Convert the lines below into a JSON list of strings, one string per line and with blank lines omitted. Begin with the line containing "Query: **dark suv**" and continue through the line containing "M 45 51 L 29", including both.

RECORD EXCERPTS >>
--------------------------------------------------
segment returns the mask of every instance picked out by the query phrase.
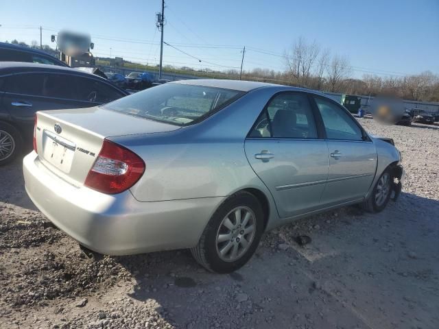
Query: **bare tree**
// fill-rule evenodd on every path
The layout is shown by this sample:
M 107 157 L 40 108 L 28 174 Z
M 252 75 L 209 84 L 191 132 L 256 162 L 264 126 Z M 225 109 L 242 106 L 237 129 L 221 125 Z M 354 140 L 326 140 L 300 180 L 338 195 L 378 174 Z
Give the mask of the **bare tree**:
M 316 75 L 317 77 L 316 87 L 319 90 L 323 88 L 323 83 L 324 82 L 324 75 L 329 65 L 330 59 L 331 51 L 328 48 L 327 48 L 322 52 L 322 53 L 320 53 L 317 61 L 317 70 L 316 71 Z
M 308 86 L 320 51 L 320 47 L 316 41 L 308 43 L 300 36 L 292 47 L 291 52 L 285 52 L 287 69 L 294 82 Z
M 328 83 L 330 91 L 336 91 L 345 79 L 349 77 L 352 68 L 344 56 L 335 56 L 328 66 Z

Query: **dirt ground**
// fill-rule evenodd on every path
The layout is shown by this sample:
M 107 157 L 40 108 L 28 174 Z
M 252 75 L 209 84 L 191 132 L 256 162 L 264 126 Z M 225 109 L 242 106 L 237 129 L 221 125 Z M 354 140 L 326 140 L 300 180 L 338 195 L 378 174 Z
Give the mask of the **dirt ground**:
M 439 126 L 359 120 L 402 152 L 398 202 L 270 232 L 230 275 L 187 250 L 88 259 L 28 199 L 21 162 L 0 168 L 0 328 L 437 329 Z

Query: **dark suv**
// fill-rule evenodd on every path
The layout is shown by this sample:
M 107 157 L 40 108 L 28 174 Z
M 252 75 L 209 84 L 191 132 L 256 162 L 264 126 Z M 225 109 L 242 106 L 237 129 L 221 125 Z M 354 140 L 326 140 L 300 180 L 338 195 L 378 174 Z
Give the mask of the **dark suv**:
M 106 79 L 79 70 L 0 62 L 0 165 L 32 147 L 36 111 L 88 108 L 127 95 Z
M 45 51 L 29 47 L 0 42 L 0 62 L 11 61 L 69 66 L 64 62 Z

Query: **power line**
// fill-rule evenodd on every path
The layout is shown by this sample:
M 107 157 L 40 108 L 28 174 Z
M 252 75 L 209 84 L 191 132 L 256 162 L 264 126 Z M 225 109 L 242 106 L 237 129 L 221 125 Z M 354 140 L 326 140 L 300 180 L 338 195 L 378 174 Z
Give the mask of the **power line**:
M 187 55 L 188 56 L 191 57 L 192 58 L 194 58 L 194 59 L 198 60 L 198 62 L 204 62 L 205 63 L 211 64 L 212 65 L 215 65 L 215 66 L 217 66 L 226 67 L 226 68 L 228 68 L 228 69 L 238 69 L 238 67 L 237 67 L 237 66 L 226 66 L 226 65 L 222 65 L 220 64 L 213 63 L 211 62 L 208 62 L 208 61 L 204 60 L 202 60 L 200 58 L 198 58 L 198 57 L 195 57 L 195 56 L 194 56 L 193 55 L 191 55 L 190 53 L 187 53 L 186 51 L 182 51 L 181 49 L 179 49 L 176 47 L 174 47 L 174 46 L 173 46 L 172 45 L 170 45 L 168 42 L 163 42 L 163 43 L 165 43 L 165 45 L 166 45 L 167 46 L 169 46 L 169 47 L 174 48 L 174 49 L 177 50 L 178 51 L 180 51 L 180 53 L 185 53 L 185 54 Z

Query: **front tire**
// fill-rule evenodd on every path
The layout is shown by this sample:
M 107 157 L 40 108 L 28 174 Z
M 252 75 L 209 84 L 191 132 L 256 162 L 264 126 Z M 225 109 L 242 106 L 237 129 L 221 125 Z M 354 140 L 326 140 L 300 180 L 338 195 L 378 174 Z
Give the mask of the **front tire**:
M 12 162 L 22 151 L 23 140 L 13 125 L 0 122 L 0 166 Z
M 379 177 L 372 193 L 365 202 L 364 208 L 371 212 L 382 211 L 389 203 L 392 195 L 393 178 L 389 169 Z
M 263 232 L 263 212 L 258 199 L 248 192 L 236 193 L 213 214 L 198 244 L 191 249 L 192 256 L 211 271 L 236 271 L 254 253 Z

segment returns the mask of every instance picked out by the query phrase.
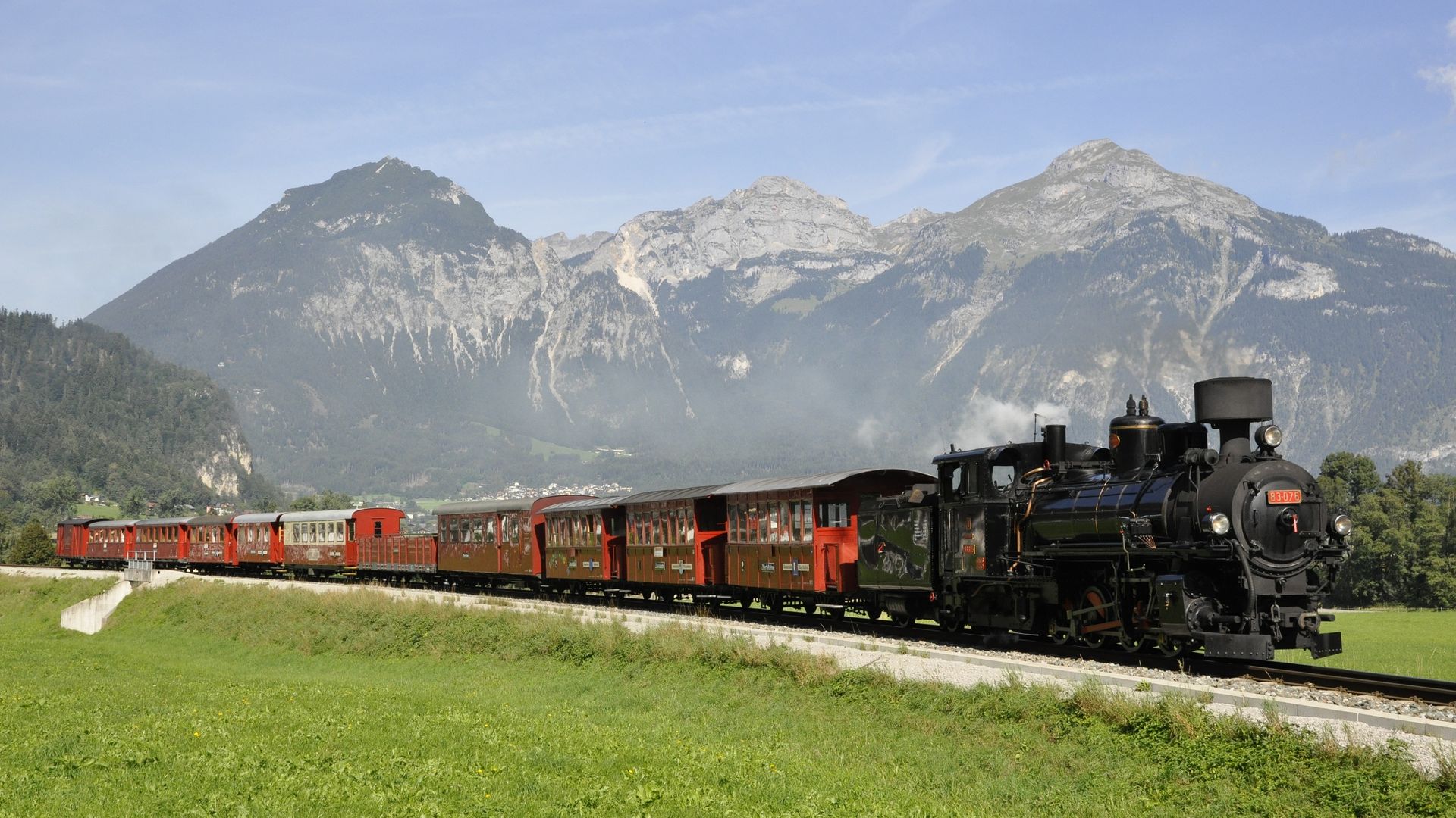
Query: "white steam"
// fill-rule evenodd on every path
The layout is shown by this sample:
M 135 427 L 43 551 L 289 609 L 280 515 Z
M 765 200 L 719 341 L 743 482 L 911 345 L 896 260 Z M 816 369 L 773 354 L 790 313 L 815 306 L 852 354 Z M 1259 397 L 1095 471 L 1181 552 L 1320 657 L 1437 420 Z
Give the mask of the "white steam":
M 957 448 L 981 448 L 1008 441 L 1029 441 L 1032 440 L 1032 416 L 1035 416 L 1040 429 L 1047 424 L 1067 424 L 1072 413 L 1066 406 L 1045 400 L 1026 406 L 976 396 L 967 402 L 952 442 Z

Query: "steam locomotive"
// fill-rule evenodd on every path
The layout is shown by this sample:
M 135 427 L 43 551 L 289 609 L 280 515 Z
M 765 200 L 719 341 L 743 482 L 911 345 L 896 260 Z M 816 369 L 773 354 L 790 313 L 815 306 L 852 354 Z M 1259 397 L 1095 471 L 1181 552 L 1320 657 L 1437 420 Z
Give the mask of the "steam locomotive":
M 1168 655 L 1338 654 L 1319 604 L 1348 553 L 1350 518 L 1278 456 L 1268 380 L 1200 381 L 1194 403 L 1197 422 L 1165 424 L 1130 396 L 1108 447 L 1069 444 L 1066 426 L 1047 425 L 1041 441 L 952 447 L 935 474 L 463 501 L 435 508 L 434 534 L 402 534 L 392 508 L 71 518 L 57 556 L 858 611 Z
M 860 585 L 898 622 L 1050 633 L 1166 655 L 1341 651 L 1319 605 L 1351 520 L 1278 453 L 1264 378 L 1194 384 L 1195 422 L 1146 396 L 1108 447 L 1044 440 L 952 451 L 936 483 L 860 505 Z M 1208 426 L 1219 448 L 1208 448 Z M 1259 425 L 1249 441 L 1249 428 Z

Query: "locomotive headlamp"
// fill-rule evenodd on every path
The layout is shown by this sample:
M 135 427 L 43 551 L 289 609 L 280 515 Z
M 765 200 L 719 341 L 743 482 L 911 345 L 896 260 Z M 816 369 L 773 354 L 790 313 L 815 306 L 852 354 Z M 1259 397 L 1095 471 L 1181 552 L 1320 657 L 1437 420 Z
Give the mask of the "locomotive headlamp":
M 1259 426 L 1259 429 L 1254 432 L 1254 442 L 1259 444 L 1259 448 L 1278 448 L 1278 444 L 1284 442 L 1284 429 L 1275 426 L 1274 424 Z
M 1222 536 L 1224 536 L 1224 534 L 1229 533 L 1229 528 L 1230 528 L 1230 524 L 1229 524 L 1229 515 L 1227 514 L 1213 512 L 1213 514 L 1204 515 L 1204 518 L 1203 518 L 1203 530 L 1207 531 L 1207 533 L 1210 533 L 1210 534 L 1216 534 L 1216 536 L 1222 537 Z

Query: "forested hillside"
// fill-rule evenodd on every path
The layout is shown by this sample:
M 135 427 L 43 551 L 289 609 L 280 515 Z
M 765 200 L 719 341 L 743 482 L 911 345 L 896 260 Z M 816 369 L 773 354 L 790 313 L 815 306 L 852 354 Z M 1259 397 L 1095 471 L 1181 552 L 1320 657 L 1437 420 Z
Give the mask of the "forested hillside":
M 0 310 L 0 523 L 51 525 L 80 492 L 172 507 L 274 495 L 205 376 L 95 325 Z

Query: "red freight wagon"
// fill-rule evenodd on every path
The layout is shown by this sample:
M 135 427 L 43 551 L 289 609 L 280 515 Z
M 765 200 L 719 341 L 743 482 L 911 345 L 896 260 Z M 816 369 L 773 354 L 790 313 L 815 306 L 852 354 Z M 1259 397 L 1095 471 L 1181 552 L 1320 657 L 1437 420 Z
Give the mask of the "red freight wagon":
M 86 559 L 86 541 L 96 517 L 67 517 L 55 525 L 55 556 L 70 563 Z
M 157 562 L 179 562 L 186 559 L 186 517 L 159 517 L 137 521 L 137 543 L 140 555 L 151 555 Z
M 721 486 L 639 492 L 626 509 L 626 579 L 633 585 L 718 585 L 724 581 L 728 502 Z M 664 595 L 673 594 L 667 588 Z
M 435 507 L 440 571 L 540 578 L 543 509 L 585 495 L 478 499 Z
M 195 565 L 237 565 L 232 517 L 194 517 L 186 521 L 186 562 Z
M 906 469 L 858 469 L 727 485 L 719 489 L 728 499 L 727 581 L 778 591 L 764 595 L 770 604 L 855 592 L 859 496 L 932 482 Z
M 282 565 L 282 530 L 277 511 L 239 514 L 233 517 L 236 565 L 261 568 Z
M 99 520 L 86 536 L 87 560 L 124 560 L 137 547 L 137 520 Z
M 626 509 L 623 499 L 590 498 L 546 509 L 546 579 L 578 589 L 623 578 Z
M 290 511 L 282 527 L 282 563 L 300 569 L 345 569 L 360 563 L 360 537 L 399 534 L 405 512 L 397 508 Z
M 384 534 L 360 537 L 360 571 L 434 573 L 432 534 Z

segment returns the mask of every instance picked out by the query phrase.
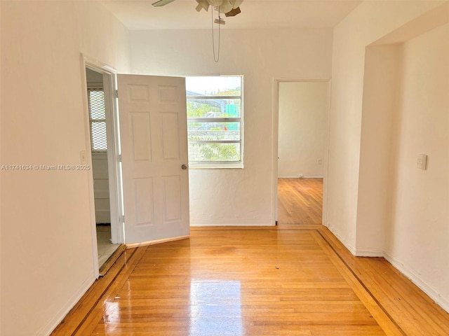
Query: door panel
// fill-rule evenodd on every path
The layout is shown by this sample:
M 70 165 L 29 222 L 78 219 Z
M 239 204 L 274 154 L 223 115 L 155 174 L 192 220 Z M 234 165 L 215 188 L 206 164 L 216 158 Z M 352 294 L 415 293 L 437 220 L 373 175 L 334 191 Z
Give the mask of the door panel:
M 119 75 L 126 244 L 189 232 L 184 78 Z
--------------------------------------------------
TASK OUTPUT >>
[
  "Query: **dark suv**",
  "// fill-rule evenodd on every path",
  "The layout is shown by this sample:",
  "M 107 157 L 40 108 L 28 174 Z",
  "M 252 75 L 209 84 L 191 132 L 256 162 L 264 126 Z M 225 109 L 242 106 L 237 129 L 221 125 Z M 354 140 L 326 140 L 300 180 L 338 195 L 378 174 Z",
  "Give the mask of the **dark suv**:",
  "M 106 79 L 79 70 L 0 62 L 0 165 L 32 147 L 36 111 L 88 108 L 127 95 Z",
  "M 45 51 L 29 47 L 0 42 L 0 62 L 11 61 L 69 66 L 64 62 Z"
]